■ 练习要求
请统计材料中有多少行含有字符串“stone”，只写出这个数字。

■ 给定数据
******************************
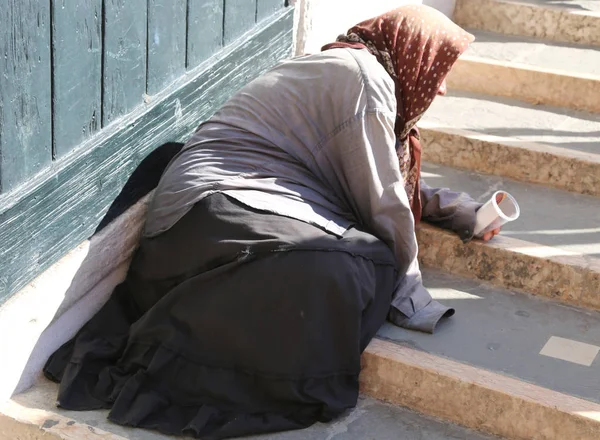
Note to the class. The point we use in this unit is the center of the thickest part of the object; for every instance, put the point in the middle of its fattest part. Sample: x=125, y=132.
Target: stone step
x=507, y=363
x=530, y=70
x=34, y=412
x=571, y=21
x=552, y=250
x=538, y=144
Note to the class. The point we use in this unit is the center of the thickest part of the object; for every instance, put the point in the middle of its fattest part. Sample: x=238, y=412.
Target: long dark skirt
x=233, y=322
******************************
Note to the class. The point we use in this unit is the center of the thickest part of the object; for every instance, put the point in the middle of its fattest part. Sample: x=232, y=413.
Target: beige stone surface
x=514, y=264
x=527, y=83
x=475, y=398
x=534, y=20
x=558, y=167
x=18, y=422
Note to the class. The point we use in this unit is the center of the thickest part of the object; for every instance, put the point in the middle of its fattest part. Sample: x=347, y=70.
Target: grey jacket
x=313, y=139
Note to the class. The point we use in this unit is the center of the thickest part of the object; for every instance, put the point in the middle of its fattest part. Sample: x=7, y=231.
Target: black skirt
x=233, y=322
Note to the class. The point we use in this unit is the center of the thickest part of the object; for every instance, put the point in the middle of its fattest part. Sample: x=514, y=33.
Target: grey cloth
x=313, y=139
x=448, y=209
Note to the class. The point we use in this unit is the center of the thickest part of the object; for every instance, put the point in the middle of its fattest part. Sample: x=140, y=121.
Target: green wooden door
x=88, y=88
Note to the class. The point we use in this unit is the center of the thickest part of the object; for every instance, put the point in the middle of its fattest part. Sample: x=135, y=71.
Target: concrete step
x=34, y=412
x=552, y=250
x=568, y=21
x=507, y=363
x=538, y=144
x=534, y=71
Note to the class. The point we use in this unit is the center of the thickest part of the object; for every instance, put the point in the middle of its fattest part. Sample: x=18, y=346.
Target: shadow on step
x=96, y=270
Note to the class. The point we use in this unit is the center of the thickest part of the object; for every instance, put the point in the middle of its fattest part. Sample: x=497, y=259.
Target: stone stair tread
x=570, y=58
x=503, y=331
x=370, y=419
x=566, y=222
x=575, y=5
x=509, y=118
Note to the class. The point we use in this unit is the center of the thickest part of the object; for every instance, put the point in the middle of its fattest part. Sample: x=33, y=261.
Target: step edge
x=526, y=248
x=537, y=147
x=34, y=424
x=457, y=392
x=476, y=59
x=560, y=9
******************************
■ 完整输出
3